Short task: Reproduce the material below verbatim, everything from its very first line down to the line containing "pixel 438 109", with both of those lines included.

════════

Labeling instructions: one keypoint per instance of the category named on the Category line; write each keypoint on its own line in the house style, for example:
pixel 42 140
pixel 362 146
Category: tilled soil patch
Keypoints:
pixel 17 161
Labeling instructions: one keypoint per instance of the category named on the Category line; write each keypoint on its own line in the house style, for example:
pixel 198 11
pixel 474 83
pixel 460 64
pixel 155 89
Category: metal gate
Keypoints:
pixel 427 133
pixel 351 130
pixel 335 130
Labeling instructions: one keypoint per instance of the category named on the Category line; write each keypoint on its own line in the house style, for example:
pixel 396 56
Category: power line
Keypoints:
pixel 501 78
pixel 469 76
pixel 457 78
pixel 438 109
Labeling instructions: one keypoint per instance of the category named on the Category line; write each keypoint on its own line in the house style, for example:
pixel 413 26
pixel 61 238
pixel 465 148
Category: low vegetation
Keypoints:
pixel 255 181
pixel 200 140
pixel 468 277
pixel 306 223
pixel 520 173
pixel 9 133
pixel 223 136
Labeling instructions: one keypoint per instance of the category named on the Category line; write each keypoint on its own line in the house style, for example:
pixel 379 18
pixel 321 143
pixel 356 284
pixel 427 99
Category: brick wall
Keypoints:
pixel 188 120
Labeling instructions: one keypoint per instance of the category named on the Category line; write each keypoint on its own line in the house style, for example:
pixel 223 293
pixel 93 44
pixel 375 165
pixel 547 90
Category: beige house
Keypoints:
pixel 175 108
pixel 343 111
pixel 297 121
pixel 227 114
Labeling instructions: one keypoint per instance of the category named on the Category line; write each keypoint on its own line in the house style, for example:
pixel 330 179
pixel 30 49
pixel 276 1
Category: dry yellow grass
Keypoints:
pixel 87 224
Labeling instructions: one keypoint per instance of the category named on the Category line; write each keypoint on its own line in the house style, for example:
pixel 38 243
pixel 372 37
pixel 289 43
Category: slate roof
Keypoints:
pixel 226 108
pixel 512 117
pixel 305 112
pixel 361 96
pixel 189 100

════════

Complete response:
Labeling instructions: one keypoint per instance of the category named on the Category line; write each keypoint on its own line in the house style, for example:
pixel 42 140
pixel 362 146
Category: tilled soil patch
Keypoints:
pixel 17 161
Labeling instructions: one keypoint per instance of the category named on the Category line; write each keypoint on its own line in the house style, for example:
pixel 198 11
pixel 474 83
pixel 460 64
pixel 155 89
Category: metal gate
Keypoints:
pixel 427 133
pixel 351 130
pixel 335 130
Labeling instructions: one keypoint per instance of the category named on the Category line; write each keypoint on its own line in the house style, for example:
pixel 396 56
Category: power line
Keypoints:
pixel 501 78
pixel 469 76
pixel 457 78
pixel 438 109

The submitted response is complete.